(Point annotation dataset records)
◆ ◆ ◆ ◆ ◆
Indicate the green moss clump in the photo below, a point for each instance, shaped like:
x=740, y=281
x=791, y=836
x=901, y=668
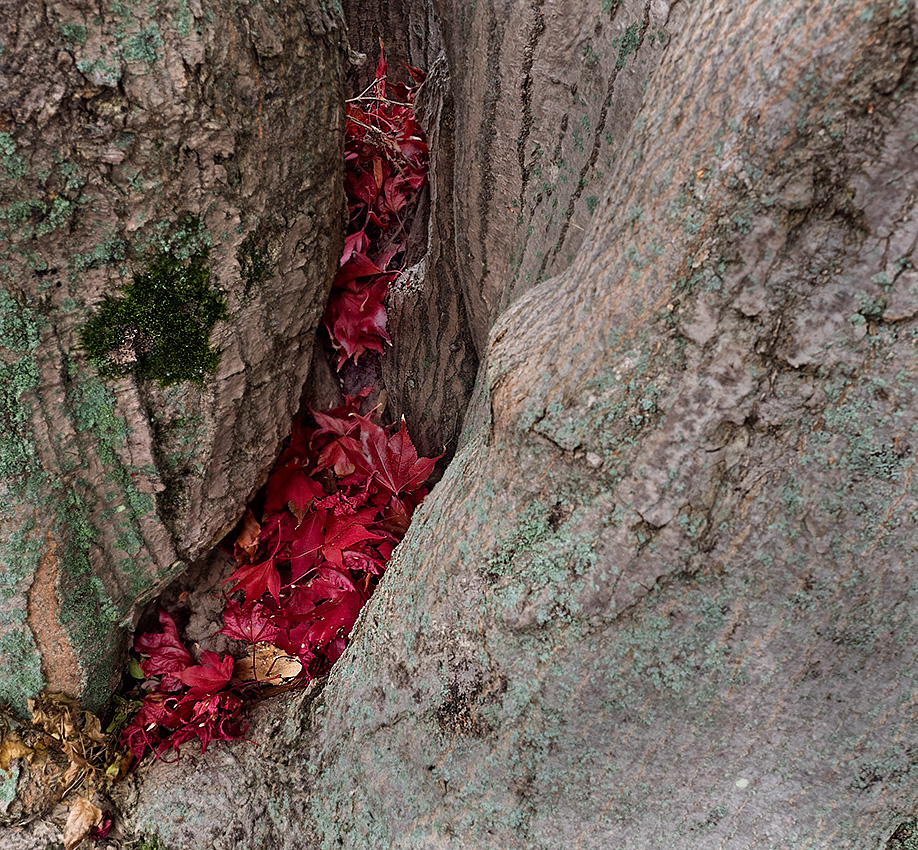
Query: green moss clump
x=160, y=327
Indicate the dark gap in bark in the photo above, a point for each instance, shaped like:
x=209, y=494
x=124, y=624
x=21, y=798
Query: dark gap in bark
x=196, y=599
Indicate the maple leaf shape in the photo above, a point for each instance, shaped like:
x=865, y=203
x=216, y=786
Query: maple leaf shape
x=356, y=318
x=167, y=654
x=252, y=623
x=342, y=532
x=304, y=550
x=337, y=456
x=254, y=580
x=321, y=610
x=209, y=677
x=393, y=460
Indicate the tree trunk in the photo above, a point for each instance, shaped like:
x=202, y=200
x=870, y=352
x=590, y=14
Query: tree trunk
x=137, y=143
x=662, y=596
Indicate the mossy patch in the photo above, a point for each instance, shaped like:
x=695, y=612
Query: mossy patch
x=160, y=325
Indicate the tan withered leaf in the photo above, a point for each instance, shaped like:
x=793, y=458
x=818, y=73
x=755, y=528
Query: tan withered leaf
x=247, y=541
x=82, y=818
x=12, y=747
x=267, y=664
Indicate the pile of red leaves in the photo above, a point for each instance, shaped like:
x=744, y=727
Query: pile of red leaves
x=340, y=498
x=385, y=167
x=342, y=492
x=183, y=700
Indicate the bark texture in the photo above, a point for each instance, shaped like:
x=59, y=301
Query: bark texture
x=131, y=133
x=664, y=596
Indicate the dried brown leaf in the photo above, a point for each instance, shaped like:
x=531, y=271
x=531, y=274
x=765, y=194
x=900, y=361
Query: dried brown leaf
x=92, y=728
x=83, y=816
x=12, y=747
x=268, y=663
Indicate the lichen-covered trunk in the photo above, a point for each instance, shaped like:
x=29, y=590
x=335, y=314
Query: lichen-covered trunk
x=664, y=595
x=170, y=202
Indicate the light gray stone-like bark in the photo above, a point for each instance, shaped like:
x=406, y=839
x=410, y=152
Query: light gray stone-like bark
x=664, y=595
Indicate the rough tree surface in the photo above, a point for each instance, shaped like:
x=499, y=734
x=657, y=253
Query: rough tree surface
x=663, y=595
x=137, y=140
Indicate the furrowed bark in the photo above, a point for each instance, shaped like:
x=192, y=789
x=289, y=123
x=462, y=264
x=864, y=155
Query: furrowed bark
x=131, y=134
x=663, y=596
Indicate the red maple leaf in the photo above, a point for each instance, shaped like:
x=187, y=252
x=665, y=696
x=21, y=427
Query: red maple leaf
x=209, y=677
x=393, y=460
x=342, y=532
x=253, y=623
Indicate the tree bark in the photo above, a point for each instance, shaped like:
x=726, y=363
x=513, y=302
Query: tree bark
x=663, y=595
x=135, y=136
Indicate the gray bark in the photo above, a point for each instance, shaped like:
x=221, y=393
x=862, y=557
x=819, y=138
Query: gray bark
x=117, y=122
x=663, y=596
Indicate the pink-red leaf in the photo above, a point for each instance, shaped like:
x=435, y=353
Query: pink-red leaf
x=209, y=677
x=252, y=623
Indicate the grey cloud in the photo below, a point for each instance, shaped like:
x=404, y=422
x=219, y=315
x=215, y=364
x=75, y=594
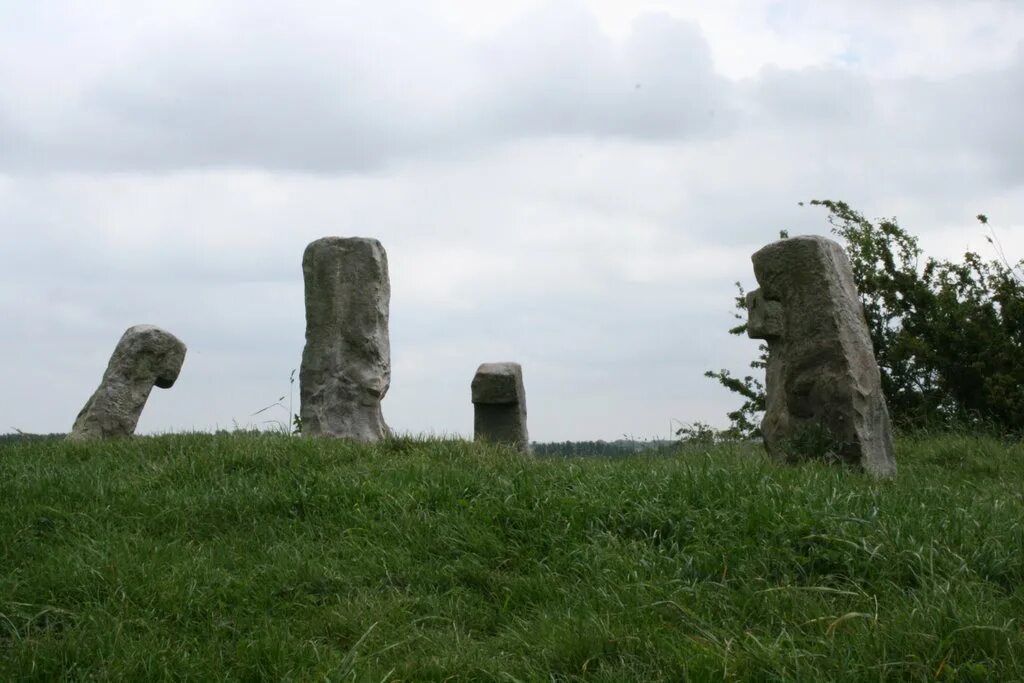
◆ ◆ ◆ ◆ ◆
Repeat all of the records above word for word, leaving out the pictures.

Indicate the green moss clump in the photo below, a point for each instance, shaped like:
x=740, y=281
x=791, y=836
x=901, y=668
Query: green moss clump
x=160, y=327
Indicate the dark gap in bark in the photo above, a point for each instance, shaped like:
x=209, y=494
x=124, y=624
x=21, y=798
Query: dark gap in bark
x=196, y=599
Indicate the maple leaf shape in the photo above, a point for each instance, shaped like:
x=865, y=203
x=216, y=786
Query: maple leaf shape
x=356, y=318
x=167, y=654
x=252, y=623
x=342, y=532
x=304, y=550
x=337, y=456
x=254, y=580
x=321, y=610
x=209, y=677
x=393, y=460
Indicate the tree trunk in the photo above, a point for each instance, shaped like:
x=202, y=200
x=870, y=352
x=590, y=14
Query: tree trunk
x=137, y=143
x=662, y=596
Indicate the mossy patch in the photo above, a point for each instance, shaped like:
x=695, y=612
Query: mossy patch
x=160, y=325
Indicate the tan withered leaf in the photo above, a point for each instance, shaped like:
x=793, y=458
x=818, y=73
x=755, y=528
Query: tan withered leaf
x=247, y=541
x=82, y=818
x=12, y=747
x=267, y=664
Indicate the pile of red leaves in the photo above, a point for each instance, shaped like:
x=744, y=727
Query: pile of red leaves
x=340, y=498
x=385, y=167
x=342, y=492
x=183, y=700
Indicate the bark texture in the photo above, a point for each instance, shaped like:
x=59, y=301
Query: bark texture
x=131, y=133
x=664, y=596
Indicate the dried brown leaf in the photo above, a point for each instance, shaped like:
x=531, y=271
x=531, y=274
x=765, y=194
x=900, y=361
Query: dried brown leaf
x=92, y=728
x=83, y=816
x=12, y=747
x=268, y=663
Indicate the lichen-covered trunk in the photo above, a point for each instance, shaped like:
x=29, y=590
x=335, y=314
Query: lichen-covered trunk
x=664, y=595
x=170, y=202
Indicate the light gray stone-like bark in the photo above, a point for each instance, shaped like:
x=406, y=839
x=410, y=152
Query: light gray stone-like bark
x=664, y=595
Indicate the rough tree surface in the photo above, a point for each instance, shaped like:
x=499, y=734
x=657, y=253
Query: rough tree surface
x=663, y=595
x=137, y=140
Indicate the furrowed bark in the photo above, a point for each instance, shaped like:
x=192, y=789
x=289, y=123
x=462, y=264
x=864, y=155
Query: furrowed bark
x=131, y=134
x=663, y=596
Indicate the red maple leaf in the photo above, a point for each instance, shaped like:
x=187, y=252
x=665, y=696
x=21, y=427
Query: red maple leaf
x=209, y=677
x=393, y=460
x=342, y=532
x=253, y=623
Indicate the tree bark in the photo above, a point for each instance, shaped like:
x=726, y=363
x=513, y=302
Query: tree bark
x=663, y=595
x=135, y=136
Indicate the gray bark in the photo above, a point for each instance, shaped like:
x=221, y=393
x=862, y=557
x=819, y=138
Query: gray bark
x=117, y=122
x=663, y=596
Indicate the pink-red leaf in the photo above, a point for each instance, shaped like:
x=435, y=353
Query: pink-red leaf
x=209, y=677
x=252, y=623
Indicate the grey cloud in the photo below, a point for each instance, shaped like:
x=404, y=422
x=219, y=315
x=215, y=364
x=75, y=594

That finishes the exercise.